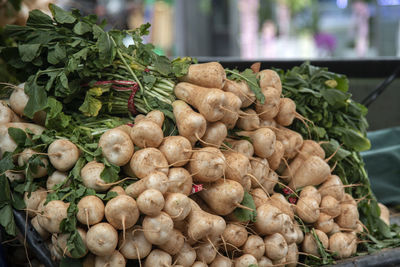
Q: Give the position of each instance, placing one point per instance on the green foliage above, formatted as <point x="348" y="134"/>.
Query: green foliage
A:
<point x="245" y="215"/>
<point x="322" y="97"/>
<point x="58" y="56"/>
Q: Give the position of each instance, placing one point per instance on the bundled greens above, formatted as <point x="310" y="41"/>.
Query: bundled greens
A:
<point x="323" y="98"/>
<point x="71" y="56"/>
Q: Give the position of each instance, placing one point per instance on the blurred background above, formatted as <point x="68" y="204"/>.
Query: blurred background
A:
<point x="253" y="29"/>
<point x="259" y="29"/>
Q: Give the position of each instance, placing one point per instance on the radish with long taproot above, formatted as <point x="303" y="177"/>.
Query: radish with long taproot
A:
<point x="116" y="146"/>
<point x="191" y="124"/>
<point x="263" y="141"/>
<point x="314" y="171"/>
<point x="207" y="164"/>
<point x="208" y="101"/>
<point x="176" y="149"/>
<point x="148" y="160"/>
<point x="223" y="196"/>
<point x="210" y="74"/>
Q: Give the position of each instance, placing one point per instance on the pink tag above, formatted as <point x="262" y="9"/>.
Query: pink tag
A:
<point x="197" y="188"/>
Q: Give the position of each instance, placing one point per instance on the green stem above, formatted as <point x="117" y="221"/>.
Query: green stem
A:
<point x="126" y="65"/>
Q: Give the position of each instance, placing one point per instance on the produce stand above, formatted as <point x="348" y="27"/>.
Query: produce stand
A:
<point x="230" y="137"/>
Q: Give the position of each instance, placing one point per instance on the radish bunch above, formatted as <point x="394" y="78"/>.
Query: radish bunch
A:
<point x="299" y="206"/>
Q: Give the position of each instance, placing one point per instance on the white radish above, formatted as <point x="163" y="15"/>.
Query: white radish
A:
<point x="135" y="245"/>
<point x="90" y="210"/>
<point x="221" y="261"/>
<point x="148" y="160"/>
<point x="263" y="141"/>
<point x="191" y="125"/>
<point x="121" y="212"/>
<point x="24" y="157"/>
<point x="154" y="180"/>
<point x="116" y="146"/>
<point x="146" y="133"/>
<point x="174" y="243"/>
<point x="115" y="260"/>
<point x="177" y="206"/>
<point x="245" y="261"/>
<point x="176" y="149"/>
<point x="276" y="247"/>
<point x="7" y="144"/>
<point x="268" y="220"/>
<point x="255" y="246"/>
<point x="158" y="229"/>
<point x="63" y="154"/>
<point x="56" y="178"/>
<point x="39" y="229"/>
<point x="186" y="256"/>
<point x="52" y="214"/>
<point x="102" y="239"/>
<point x="207" y="164"/>
<point x="90" y="175"/>
<point x="33" y="199"/>
<point x="235" y="235"/>
<point x="150" y="202"/>
<point x="158" y="258"/>
<point x="180" y="181"/>
<point x="215" y="134"/>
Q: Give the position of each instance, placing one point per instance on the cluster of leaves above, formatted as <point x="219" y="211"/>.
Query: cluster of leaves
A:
<point x="250" y="78"/>
<point x="60" y="54"/>
<point x="322" y="97"/>
<point x="83" y="132"/>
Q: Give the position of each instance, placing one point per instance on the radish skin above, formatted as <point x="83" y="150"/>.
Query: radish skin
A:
<point x="52" y="214"/>
<point x="155" y="180"/>
<point x="270" y="78"/>
<point x="186" y="256"/>
<point x="208" y="101"/>
<point x="255" y="246"/>
<point x="90" y="175"/>
<point x="177" y="206"/>
<point x="174" y="243"/>
<point x="215" y="134"/>
<point x="90" y="210"/>
<point x="268" y="220"/>
<point x="176" y="149"/>
<point x="148" y="160"/>
<point x="232" y="105"/>
<point x="116" y="146"/>
<point x="191" y="125"/>
<point x="207" y="164"/>
<point x="263" y="141"/>
<point x="121" y="212"/>
<point x="223" y="196"/>
<point x="135" y="246"/>
<point x="245" y="261"/>
<point x="150" y="202"/>
<point x="146" y="133"/>
<point x="314" y="171"/>
<point x="63" y="154"/>
<point x="158" y="229"/>
<point x="276" y="247"/>
<point x="210" y="74"/>
<point x="56" y="178"/>
<point x="102" y="239"/>
<point x="158" y="258"/>
<point x="116" y="260"/>
<point x="270" y="108"/>
<point x="33" y="199"/>
<point x="180" y="181"/>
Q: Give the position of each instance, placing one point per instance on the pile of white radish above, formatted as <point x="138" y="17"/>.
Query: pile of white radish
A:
<point x="159" y="221"/>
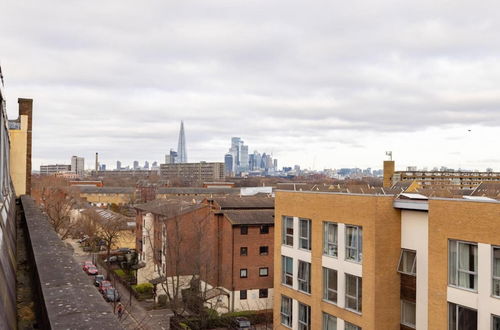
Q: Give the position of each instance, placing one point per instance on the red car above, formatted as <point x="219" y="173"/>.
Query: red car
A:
<point x="92" y="270"/>
<point x="86" y="265"/>
<point x="104" y="286"/>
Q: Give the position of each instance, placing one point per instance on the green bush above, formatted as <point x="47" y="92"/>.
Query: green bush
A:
<point x="120" y="273"/>
<point x="162" y="300"/>
<point x="144" y="288"/>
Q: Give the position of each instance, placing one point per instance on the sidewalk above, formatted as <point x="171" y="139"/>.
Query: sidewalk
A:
<point x="135" y="316"/>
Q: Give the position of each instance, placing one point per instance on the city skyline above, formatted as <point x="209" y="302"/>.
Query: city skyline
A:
<point x="312" y="87"/>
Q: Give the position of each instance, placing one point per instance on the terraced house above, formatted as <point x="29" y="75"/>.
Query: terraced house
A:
<point x="353" y="261"/>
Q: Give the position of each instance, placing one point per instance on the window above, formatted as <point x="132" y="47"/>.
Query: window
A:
<point x="263" y="293"/>
<point x="304" y="317"/>
<point x="408" y="262"/>
<point x="330" y="285"/>
<point x="287" y="270"/>
<point x="353" y="292"/>
<point x="264" y="229"/>
<point x="304" y="276"/>
<point x="330" y="235"/>
<point x="495" y="320"/>
<point x="329" y="322"/>
<point x="461" y="318"/>
<point x="305" y="234"/>
<point x="496" y="272"/>
<point x="350" y="326"/>
<point x="354" y="243"/>
<point x="264" y="271"/>
<point x="287" y="231"/>
<point x="462" y="264"/>
<point x="286" y="311"/>
<point x="408" y="314"/>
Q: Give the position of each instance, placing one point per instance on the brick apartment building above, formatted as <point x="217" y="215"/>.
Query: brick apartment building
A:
<point x="352" y="261"/>
<point x="230" y="239"/>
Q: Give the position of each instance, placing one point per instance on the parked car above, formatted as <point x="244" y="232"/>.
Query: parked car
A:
<point x="111" y="259"/>
<point x="111" y="294"/>
<point x="92" y="270"/>
<point x="98" y="279"/>
<point x="104" y="285"/>
<point x="83" y="239"/>
<point x="241" y="323"/>
<point x="86" y="265"/>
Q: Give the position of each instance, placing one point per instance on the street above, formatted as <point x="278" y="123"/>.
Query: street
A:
<point x="135" y="315"/>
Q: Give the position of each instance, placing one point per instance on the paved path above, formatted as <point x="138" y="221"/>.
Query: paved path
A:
<point x="135" y="316"/>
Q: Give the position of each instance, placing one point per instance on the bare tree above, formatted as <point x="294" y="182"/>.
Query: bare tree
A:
<point x="182" y="260"/>
<point x="58" y="204"/>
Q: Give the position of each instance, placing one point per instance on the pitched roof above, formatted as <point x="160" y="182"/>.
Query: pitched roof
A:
<point x="170" y="207"/>
<point x="250" y="217"/>
<point x="244" y="202"/>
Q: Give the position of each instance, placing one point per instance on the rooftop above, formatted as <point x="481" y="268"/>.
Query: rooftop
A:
<point x="250" y="217"/>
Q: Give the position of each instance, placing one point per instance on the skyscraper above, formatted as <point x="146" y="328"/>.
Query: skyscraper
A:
<point x="77" y="165"/>
<point x="181" y="147"/>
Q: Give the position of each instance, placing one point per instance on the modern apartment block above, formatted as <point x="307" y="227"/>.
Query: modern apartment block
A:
<point x="458" y="179"/>
<point x="193" y="172"/>
<point x="352" y="261"/>
<point x="78" y="165"/>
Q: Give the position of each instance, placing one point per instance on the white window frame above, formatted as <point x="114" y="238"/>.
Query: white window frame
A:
<point x="326" y="283"/>
<point x="326" y="318"/>
<point x="357" y="297"/>
<point x="458" y="271"/>
<point x="304" y="281"/>
<point x="284" y="274"/>
<point x="304" y="324"/>
<point x="413" y="270"/>
<point x="495" y="279"/>
<point x="358" y="248"/>
<point x="285" y="235"/>
<point x="286" y="314"/>
<point x="457" y="306"/>
<point x="330" y="249"/>
<point x="350" y="326"/>
<point x="403" y="317"/>
<point x="307" y="238"/>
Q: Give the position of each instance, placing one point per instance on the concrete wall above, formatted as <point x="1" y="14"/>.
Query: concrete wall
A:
<point x="18" y="159"/>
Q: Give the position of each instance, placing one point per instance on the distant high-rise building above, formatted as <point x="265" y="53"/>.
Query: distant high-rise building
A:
<point x="171" y="158"/>
<point x="77" y="165"/>
<point x="181" y="147"/>
<point x="228" y="162"/>
<point x="243" y="158"/>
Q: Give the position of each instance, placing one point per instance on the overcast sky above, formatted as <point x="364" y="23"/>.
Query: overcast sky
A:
<point x="323" y="84"/>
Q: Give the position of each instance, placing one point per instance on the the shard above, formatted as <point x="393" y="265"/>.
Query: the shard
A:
<point x="181" y="147"/>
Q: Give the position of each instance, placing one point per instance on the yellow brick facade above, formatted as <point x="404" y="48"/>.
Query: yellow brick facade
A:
<point x="381" y="251"/>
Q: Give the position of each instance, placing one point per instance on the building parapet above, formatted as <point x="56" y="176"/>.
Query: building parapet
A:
<point x="64" y="295"/>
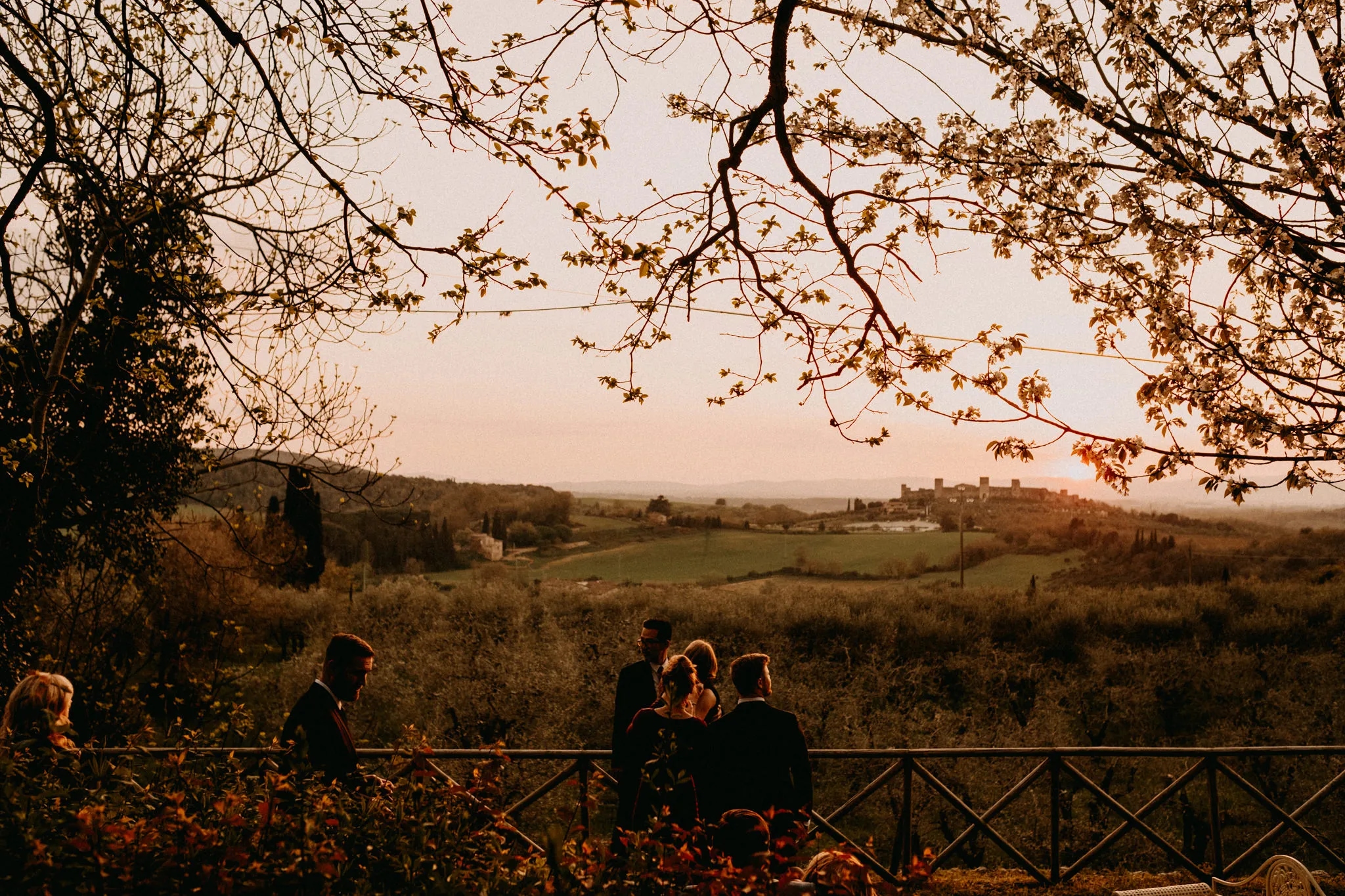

TASK REQUIREMENTS
Reply with every line of the listing that has the string "skyline".

EXERCISE RESPONSE
Q: Give the position of each instance, placing one point per instance on the city skyline above, formatted as <point x="209" y="302"/>.
Query: city skyline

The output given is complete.